What to work on: Your answer should consist solely of the lines from the first line of the data through the line with "TARGET = flower bed soil", each reproduced exactly.

START Recorded information

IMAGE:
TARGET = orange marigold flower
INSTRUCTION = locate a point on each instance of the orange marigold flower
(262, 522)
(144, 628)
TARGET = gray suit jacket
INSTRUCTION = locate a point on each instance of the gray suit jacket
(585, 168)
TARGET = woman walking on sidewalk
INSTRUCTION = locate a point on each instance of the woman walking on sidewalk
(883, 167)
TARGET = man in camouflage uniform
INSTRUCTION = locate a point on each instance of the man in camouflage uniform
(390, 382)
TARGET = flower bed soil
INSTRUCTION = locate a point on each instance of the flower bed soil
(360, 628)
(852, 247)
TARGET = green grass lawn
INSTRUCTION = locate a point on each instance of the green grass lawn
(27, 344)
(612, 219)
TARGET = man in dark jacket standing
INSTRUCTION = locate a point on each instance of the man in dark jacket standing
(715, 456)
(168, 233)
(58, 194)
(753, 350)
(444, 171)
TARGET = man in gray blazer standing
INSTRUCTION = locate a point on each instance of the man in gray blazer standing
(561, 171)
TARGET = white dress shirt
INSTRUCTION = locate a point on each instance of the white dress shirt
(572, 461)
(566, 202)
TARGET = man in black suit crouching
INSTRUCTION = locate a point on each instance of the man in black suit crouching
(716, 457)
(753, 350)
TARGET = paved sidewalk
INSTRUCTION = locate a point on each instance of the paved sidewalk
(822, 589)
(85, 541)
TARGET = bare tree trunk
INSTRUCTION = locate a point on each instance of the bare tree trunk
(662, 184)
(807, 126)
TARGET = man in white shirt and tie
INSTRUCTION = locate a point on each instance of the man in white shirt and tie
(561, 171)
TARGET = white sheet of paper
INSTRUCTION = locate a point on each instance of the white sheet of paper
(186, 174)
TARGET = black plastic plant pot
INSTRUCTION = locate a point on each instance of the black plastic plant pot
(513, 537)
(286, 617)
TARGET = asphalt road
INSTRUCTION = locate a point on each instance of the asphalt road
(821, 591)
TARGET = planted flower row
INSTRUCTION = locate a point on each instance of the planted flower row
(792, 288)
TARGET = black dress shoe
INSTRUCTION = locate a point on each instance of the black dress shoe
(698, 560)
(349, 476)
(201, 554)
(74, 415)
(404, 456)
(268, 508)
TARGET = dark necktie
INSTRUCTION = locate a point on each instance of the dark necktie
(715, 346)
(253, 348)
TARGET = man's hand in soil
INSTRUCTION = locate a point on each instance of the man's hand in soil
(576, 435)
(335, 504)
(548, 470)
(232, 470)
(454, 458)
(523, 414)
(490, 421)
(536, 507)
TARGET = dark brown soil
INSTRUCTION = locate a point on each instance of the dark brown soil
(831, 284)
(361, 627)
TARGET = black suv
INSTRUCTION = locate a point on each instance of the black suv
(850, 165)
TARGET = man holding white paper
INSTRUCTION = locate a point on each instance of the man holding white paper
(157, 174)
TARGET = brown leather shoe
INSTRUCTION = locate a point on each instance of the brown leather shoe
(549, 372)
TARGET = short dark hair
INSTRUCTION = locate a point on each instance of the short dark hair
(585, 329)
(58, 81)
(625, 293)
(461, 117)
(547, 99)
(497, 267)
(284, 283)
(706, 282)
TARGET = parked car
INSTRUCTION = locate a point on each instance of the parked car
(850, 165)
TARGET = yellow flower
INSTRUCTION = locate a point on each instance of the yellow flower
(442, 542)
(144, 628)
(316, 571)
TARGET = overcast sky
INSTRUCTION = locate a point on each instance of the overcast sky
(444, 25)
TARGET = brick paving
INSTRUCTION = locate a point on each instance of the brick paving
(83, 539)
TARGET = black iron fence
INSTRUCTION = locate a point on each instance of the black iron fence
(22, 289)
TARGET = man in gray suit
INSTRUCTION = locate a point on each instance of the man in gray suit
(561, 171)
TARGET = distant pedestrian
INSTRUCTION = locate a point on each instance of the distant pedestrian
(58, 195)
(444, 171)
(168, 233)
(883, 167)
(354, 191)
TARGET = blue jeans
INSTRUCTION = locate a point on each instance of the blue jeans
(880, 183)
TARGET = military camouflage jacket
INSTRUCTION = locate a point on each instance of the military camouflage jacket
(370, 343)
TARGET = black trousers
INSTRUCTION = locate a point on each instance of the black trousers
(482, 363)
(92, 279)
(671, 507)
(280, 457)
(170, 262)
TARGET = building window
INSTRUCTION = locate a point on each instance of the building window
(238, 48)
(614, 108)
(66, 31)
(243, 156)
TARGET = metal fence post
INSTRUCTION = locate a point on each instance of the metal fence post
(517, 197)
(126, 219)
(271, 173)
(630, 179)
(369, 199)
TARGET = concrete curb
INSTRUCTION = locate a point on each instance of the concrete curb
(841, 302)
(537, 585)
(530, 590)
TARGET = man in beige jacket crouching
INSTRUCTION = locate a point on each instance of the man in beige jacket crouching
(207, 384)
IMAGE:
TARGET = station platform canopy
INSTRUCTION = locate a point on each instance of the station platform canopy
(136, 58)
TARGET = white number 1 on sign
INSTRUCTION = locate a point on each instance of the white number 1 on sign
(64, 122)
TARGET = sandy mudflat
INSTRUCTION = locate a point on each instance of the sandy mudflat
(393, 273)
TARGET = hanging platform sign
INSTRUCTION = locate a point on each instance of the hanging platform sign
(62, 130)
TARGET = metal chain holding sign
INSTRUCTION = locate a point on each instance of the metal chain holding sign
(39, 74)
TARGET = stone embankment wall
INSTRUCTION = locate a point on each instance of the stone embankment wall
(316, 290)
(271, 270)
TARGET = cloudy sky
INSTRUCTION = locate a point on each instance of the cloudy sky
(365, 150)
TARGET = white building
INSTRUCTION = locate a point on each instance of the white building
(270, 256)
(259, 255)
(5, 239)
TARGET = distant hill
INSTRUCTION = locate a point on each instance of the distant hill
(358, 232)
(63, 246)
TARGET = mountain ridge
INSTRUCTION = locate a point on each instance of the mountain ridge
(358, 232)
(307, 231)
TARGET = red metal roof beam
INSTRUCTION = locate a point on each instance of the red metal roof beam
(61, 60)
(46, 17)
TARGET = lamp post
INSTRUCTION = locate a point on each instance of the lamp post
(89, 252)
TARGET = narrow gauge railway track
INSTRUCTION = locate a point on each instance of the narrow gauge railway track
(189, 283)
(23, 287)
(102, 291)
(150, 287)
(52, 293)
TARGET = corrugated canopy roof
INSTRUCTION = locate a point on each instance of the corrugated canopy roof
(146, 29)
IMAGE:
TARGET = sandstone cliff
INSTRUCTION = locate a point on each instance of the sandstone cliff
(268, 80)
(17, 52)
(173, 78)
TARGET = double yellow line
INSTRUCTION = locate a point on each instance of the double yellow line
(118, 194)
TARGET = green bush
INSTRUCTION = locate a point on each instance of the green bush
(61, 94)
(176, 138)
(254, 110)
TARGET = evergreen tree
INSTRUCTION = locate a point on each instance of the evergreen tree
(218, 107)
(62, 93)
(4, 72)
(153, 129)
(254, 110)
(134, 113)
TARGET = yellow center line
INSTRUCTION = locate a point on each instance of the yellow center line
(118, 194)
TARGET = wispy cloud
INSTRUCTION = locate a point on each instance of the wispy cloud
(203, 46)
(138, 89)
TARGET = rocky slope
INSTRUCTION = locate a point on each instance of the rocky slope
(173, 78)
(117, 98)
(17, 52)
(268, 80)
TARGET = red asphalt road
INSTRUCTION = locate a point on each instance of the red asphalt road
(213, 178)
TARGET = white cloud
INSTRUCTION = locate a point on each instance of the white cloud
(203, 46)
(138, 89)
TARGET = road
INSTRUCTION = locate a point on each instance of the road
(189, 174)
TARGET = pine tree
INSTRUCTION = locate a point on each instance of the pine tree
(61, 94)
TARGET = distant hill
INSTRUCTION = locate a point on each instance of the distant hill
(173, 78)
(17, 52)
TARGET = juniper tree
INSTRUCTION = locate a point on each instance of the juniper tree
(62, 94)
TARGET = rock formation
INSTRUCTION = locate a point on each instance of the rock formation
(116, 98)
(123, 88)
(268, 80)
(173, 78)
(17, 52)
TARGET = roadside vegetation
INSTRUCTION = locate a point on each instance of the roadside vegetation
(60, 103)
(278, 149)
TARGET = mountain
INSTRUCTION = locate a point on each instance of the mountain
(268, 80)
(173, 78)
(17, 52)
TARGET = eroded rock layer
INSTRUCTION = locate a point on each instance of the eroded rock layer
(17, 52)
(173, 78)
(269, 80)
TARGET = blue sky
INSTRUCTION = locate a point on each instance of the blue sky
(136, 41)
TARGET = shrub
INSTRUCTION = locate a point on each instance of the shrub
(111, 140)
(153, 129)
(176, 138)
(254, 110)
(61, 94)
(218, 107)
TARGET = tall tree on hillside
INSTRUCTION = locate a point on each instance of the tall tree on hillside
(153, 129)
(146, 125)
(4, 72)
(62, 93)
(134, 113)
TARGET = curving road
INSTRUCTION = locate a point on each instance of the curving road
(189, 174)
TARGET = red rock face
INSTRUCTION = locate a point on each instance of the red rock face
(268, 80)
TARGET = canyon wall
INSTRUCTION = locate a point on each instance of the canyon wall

END Recorded information

Problem solution:
IMAGE:
TARGET = orange marigold flower
INSTRUCTION = locate a point on each instance of the orange marigold flower
(262, 522)
(144, 628)
TARGET = gray suit jacket
INSTRUCTION = locate a point on each instance of the gray suit jacket
(585, 168)
TARGET = woman walking on sidewalk
INSTRUCTION = locate a point on each instance of the woman walking on sidewalk
(883, 167)
TARGET = man in camouflage uniform
INSTRUCTION = locate a point on each instance of the man in camouflage uniform
(390, 382)
TARGET = flower bed soil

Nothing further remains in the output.